___ 제공된 데이터

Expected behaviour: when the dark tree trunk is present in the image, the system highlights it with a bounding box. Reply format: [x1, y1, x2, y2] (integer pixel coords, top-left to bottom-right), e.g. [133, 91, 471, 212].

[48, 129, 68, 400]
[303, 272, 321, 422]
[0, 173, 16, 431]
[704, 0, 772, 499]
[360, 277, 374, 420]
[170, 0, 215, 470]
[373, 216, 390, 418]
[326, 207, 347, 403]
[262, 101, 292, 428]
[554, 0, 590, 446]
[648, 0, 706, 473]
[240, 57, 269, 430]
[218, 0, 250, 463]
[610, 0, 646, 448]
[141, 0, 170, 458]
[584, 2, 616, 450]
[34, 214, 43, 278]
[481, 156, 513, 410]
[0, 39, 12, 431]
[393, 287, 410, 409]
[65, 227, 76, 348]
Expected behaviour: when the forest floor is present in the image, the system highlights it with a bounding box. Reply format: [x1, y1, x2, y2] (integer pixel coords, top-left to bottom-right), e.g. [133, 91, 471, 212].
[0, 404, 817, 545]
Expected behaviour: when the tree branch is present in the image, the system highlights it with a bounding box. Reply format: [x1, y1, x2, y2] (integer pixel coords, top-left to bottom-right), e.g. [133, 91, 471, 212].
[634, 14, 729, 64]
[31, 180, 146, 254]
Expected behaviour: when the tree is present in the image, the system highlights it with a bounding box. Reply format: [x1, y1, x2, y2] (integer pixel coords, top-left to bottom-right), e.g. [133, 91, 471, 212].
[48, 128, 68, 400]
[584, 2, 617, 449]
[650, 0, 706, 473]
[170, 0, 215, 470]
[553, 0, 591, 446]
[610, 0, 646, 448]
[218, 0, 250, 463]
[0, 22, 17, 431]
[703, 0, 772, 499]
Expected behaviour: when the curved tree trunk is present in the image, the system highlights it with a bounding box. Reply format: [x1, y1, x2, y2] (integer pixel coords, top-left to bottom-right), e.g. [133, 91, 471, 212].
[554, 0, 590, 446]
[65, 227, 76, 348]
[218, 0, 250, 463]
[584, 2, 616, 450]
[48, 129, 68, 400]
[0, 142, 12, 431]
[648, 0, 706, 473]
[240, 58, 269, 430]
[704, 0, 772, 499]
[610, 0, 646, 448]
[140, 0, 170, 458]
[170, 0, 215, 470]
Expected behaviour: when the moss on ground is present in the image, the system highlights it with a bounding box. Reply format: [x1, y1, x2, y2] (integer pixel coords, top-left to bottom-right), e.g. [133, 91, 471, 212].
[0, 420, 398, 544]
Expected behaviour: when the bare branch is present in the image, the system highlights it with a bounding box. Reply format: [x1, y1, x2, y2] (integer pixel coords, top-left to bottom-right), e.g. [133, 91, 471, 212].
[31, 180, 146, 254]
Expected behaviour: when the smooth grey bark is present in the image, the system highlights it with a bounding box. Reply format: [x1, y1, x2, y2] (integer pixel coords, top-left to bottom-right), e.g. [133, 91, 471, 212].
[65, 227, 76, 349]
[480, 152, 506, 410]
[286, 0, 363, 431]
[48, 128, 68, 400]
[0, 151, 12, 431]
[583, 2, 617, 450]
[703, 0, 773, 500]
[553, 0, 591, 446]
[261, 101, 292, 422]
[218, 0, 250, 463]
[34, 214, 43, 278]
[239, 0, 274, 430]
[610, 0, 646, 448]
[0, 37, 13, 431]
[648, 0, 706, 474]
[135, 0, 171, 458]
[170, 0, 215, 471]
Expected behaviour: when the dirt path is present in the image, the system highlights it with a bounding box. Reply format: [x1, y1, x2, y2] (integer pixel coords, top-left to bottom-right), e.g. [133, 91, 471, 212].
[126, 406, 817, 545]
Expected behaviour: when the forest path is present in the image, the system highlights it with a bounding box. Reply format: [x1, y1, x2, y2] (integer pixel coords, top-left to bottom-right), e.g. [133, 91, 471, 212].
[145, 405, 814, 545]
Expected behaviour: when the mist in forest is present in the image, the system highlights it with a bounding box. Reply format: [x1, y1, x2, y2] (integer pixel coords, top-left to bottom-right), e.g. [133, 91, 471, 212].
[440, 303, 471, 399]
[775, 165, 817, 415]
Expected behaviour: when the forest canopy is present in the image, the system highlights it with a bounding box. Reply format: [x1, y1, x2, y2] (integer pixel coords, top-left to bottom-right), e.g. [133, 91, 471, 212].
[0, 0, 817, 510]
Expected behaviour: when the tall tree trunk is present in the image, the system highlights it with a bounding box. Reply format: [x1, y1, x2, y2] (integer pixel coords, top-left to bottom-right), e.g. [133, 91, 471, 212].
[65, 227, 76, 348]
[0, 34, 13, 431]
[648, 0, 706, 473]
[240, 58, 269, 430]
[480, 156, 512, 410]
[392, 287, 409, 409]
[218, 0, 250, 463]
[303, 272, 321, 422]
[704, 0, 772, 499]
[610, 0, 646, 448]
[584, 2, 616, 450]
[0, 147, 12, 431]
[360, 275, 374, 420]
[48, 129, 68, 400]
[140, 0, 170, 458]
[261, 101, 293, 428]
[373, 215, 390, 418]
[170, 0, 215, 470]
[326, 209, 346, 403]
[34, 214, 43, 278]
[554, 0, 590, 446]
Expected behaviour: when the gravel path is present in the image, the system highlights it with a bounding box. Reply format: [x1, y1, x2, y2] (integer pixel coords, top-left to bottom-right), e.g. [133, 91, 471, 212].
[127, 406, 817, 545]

______

▸ **따라야 할 지시**
위에 있는 줄을 하나도 빠짐없이 글자 그대로 옮겨 적으세요.

▸ **전체 응답**
Expected behaviour: when the dark tree trunk is present in the image, the system highlights it with a bounding box. Reply format: [x1, y1, x2, y2] (integer pixel coords, top-left to bottom-right), e.g. [133, 91, 471, 212].

[48, 129, 68, 400]
[303, 272, 321, 422]
[0, 173, 16, 431]
[704, 0, 772, 499]
[360, 277, 374, 420]
[170, 0, 215, 470]
[373, 216, 390, 418]
[326, 207, 347, 403]
[262, 101, 292, 428]
[554, 0, 590, 446]
[648, 0, 706, 473]
[240, 57, 269, 430]
[218, 0, 250, 463]
[610, 0, 646, 448]
[141, 0, 170, 458]
[584, 2, 616, 450]
[34, 214, 43, 278]
[481, 156, 513, 410]
[0, 39, 12, 431]
[393, 287, 410, 409]
[65, 227, 76, 348]
Expected behaviour: when the forest floor is present in the image, the system highlights it with a bounding box. Reply format: [x1, y1, x2, y2] (integer pixel coords, top-left to bottom-right), e.g. [133, 91, 471, 212].
[0, 404, 817, 545]
Expected behaviour: when the tree branch is present in the image, the system highlights it with a bounding box. Reply format: [x1, y1, x2, y2] (integer pixel coords, top-left to bottom-right), e.g. [133, 91, 471, 212].
[634, 14, 729, 64]
[31, 180, 146, 254]
Expected behaviour: when the tree is present in the image, the system highlights it with a bounding box. Reply format: [x1, y1, x2, y2] (integer pixel coords, top-left to bottom-right), e.g. [133, 91, 471, 212].
[48, 128, 68, 400]
[584, 2, 617, 449]
[650, 0, 706, 473]
[170, 0, 215, 470]
[553, 0, 591, 446]
[610, 0, 646, 448]
[218, 0, 250, 463]
[0, 22, 17, 431]
[703, 0, 772, 499]
Expected behaviour: when the curved tree trunk is present in the image, the system highlights it with a bounding box. Reply format: [x1, y1, x2, y2] (integer pixel coords, top-left to bottom-right), e.g. [133, 91, 471, 212].
[554, 0, 590, 446]
[65, 227, 76, 348]
[218, 0, 250, 463]
[584, 2, 616, 450]
[48, 129, 68, 400]
[0, 142, 12, 431]
[648, 0, 706, 473]
[240, 58, 269, 430]
[704, 0, 772, 499]
[610, 0, 646, 448]
[140, 0, 170, 458]
[170, 0, 215, 470]
Expected behaviour: when the moss on ground is present in the image, the system highlights it with a bounding box. Reply format: [x1, y1, x2, y2] (integer pixel coords, top-left to bottom-right), e.g. [133, 91, 471, 212].
[0, 420, 398, 544]
Expected behaviour: when the bare branch is present in the image, the system highlights it with a bounding box. Reply format: [x1, y1, x2, y2] (integer pixel coords, top-left to bottom-right), e.g. [133, 91, 471, 212].
[31, 180, 146, 254]
Expected behaviour: when the smooth grey bark is present in the image, the system highlights it with a bounding box. Reply format: [x1, y1, x2, y2] (integer pixel coords, top-left to bottom-right), e.g. [133, 91, 471, 212].
[65, 227, 76, 349]
[480, 152, 506, 410]
[286, 0, 363, 431]
[48, 128, 68, 400]
[0, 151, 12, 431]
[583, 2, 617, 450]
[703, 0, 773, 500]
[553, 0, 591, 446]
[261, 101, 292, 422]
[218, 0, 250, 463]
[34, 214, 43, 278]
[239, 0, 274, 430]
[610, 0, 646, 448]
[0, 37, 13, 431]
[648, 0, 706, 474]
[135, 0, 171, 458]
[170, 0, 215, 471]
Expected behaviour: when the dirt path is present in the image, the system highlights it with a bounding box. Reply format: [x1, y1, x2, y2] (integer pixel coords, top-left to bottom-right), e.g. [133, 91, 471, 212].
[126, 406, 817, 545]
Expected behaviour: when the forest path is present in the image, the system highlights it with a bounding box. Reply format: [x1, y1, x2, y2] (integer pixel coords, top-left to bottom-right), e.g. [133, 91, 471, 212].
[145, 405, 814, 545]
Expected behaviour: when the mist in forest is present in the image, the system highlights it with a bounding box. Reply format: [x1, y1, x2, y2] (integer pixel coords, top-left to bottom-right), e.g. [133, 91, 471, 212].
[440, 303, 471, 399]
[775, 165, 817, 415]
Expected behaviour: when the forest canopy is present in the image, the system highlights it with a bounding box. Reply format: [x1, y1, x2, y2] (integer pixel coords, top-left to bottom-right), e.g. [133, 91, 471, 212].
[0, 0, 817, 510]
Expected behaviour: when the tall tree trunk is present in the image, the system highlights it with a bounding box. Reply format: [x1, y1, x2, y2] (integer pixel coords, top-left to bottom-right), e.g. [133, 91, 471, 212].
[65, 227, 76, 348]
[0, 34, 13, 431]
[648, 0, 706, 473]
[240, 58, 269, 430]
[480, 156, 512, 410]
[392, 287, 409, 409]
[218, 0, 250, 463]
[303, 272, 321, 422]
[704, 0, 772, 499]
[610, 0, 646, 448]
[584, 2, 616, 450]
[0, 147, 12, 431]
[360, 275, 374, 420]
[48, 129, 68, 400]
[140, 0, 170, 458]
[261, 101, 293, 428]
[373, 215, 390, 418]
[170, 0, 215, 470]
[326, 209, 346, 403]
[34, 214, 43, 278]
[554, 0, 590, 446]
Expected behaviour: when the gravel path is present in the image, the system highlights it with a bounding box. Reply format: [x1, y1, x2, y2] (integer pixel coords, top-left to bottom-right), e.g. [133, 91, 471, 212].
[127, 406, 817, 545]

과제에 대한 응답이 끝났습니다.